◆ **Alıştırma Bölümleri**
A – Okuma metnindeki "Görünüşe göre bölgedeki" ifadesinden "tarafından desteklendiği bilinmekte." ifadesine kadar olan bölümü, "Türkiye" adını "Ürdün" olarak değiştirip yeniden yazın.
B – Okuma metninde Doğu Suriye'de adı geçen bölgelerin hepsini sıralayın.
C – Okuma metnine göre HTS yüzlerce DAESH mahkumunu ne zaman serbest bıraktı?
### Okuma Metni ###
ÖSO ve JTS in İdlibde bir ittifak içinde hareket ettiği, ancak Ghouta da ÖSO nun Jaish al-Islam ve diğer cihadcılarla birlikte hareket etmesi gerçeği, bunların tek bir merkezden yöneltilmediği, iletişimlerinin kopuk olduğunun ya da bunların her birinin aynı isimde fakat farklı çeteler olduğunun bir göstergesi olabilir.
Görünüşe göre bölgedeki ÖSO ve JTS Türkiye tarafından beslenmekte ve desteklenmekte.
Üç gün önce HTS in yüzlerce DAESH mahkumunu serbest bırakması, onların DAESH le birlikte bir kamp oluşturma yönünde adım attığının göstergesi olabilir. Aynı örgütler Güney Suriyede ve Golan da hakim ve İsrail tarafından, Doğu Suriyede Wadi Ghadrawi, Qubbat az Zubayyah, Wadi Az Zubayyat, Abu as Sayid vb bölgelerde, ve PYD nin hakim olduğu bölgenin hemen yanında Irak sınırındaki geniş alanda, ABD tarafından desteklendiği bilinmekte.
### Sağlanan Malzeme ###
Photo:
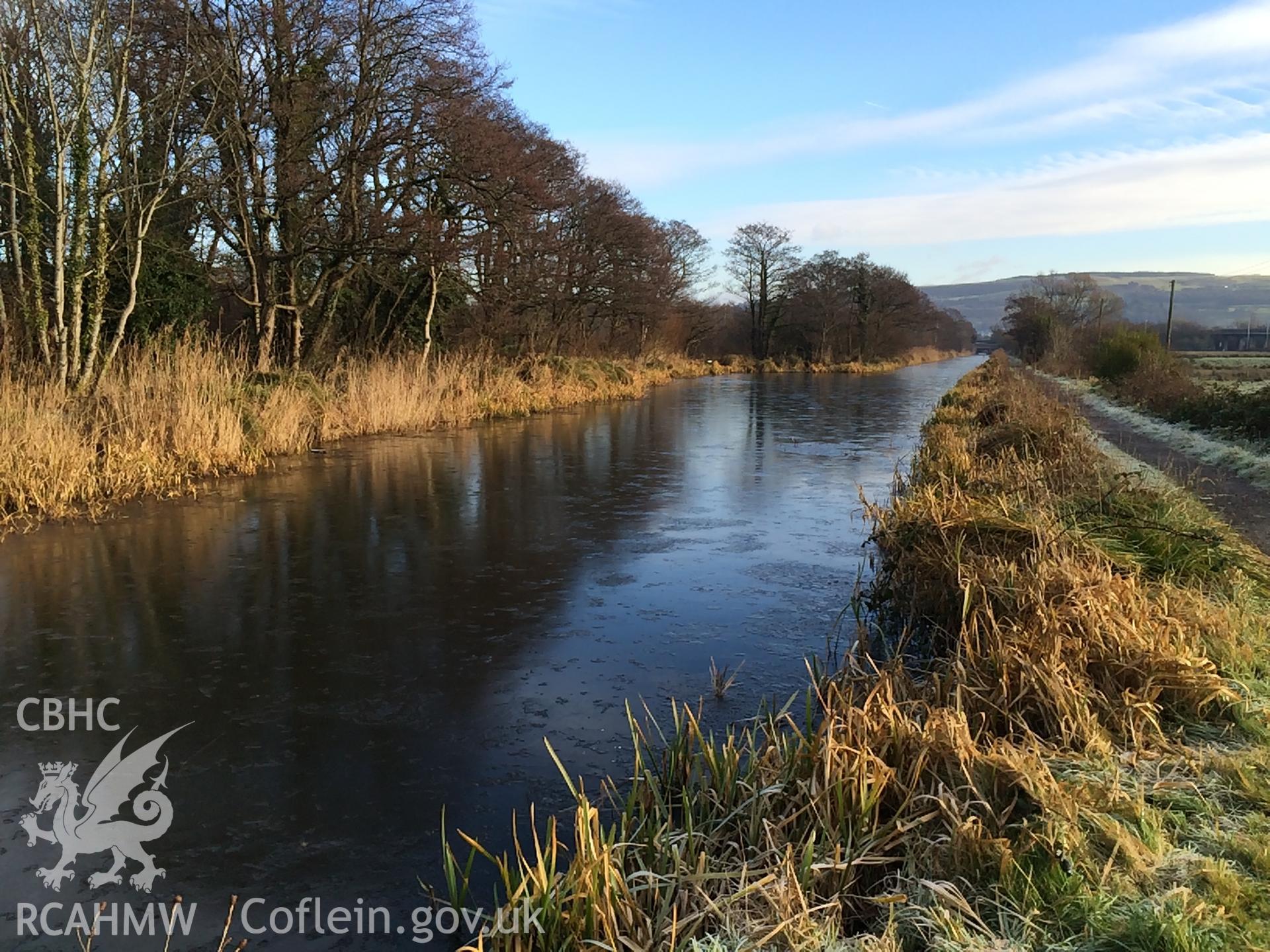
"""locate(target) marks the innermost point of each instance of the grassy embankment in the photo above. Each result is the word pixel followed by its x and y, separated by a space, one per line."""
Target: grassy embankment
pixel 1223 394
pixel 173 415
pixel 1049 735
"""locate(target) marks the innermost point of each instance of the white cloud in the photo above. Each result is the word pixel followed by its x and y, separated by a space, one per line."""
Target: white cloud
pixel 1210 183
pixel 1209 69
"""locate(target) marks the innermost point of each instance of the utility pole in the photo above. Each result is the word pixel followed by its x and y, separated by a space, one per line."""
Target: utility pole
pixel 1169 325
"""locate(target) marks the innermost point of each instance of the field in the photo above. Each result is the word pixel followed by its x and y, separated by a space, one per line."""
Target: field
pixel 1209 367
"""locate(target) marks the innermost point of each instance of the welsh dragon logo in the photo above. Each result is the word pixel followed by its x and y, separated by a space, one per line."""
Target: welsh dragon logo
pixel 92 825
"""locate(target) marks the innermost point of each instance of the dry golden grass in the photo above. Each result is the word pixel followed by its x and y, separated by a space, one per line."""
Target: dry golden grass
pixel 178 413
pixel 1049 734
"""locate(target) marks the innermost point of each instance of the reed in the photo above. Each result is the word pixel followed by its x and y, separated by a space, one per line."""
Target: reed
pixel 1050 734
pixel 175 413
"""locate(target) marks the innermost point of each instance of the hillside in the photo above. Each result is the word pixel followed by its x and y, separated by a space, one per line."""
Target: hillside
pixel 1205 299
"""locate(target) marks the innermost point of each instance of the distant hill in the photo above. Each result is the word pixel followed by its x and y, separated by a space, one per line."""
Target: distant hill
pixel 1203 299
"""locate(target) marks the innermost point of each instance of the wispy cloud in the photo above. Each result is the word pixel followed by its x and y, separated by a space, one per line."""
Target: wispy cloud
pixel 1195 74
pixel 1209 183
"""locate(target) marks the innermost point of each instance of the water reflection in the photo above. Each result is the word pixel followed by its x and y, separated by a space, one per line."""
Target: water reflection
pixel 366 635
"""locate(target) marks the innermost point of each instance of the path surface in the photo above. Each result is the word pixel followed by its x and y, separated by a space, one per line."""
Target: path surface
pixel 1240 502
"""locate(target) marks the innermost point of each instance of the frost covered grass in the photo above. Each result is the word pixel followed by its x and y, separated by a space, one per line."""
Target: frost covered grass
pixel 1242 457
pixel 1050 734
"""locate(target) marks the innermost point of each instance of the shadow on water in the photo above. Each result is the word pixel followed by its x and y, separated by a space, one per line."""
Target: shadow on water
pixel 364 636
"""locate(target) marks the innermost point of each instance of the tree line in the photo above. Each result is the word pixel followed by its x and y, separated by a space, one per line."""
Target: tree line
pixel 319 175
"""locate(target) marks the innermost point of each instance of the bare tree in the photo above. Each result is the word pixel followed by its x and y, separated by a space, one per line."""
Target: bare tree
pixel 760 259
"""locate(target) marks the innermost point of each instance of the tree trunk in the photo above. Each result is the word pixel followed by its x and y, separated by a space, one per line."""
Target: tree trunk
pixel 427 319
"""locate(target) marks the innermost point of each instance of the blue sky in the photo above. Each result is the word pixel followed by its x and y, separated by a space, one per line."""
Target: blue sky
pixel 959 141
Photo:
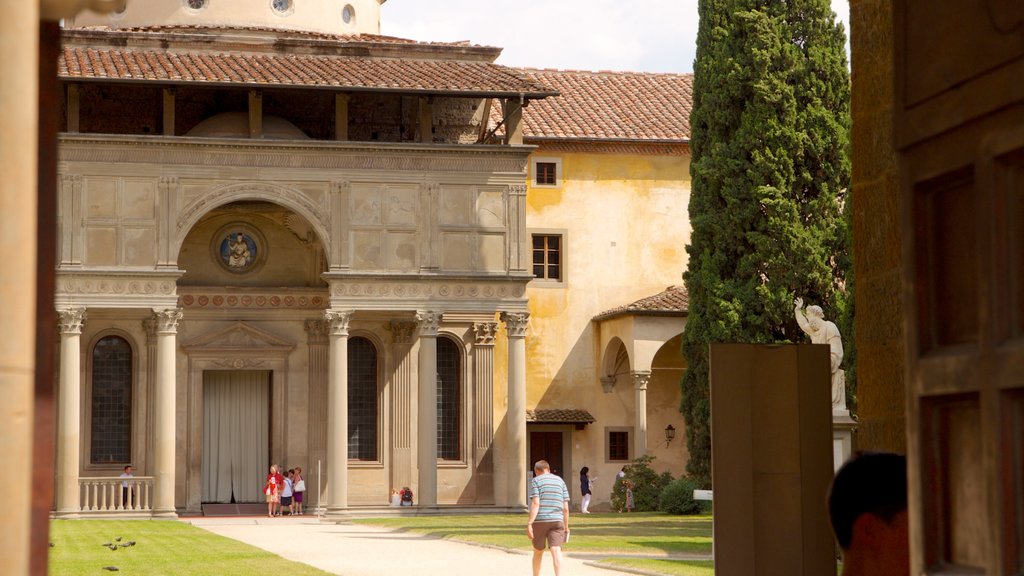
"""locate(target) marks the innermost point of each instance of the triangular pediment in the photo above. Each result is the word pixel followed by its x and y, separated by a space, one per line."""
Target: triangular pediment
###
◆ **Yanıtlar**
A –
Görünüşe göre bölgedeki ÖSO ve JTS Ürdün tarafından beslenmekte ve desteklenmekte.
Üç gün önce HTS in yüzlerce DAESH mahkumunu serbest bırakması, onların DAESH le birlikte bir kamp oluşturma yönünde adım attığının göstergesi olabilir. Aynı örgütler Güney Suriyede ve Golan da hakim ve İsrail tarafından, Doğu Suriyede Wadi Ghadrawi, Qubbat az Zubayyah, Wadi Az Zubayyat, Abu as Sayid vb bölgelerde, ve PYD nin hakim olduğu bölgenin hemen yanında Irak sınırındaki geniş alanda, ABD tarafından desteklendiği bilinmekte.

B – Wadi Ghadrawi, Qubbat az Zubayyah, Wadi Az Zubayyat, Abu as Sayid

C – Üç gün önce.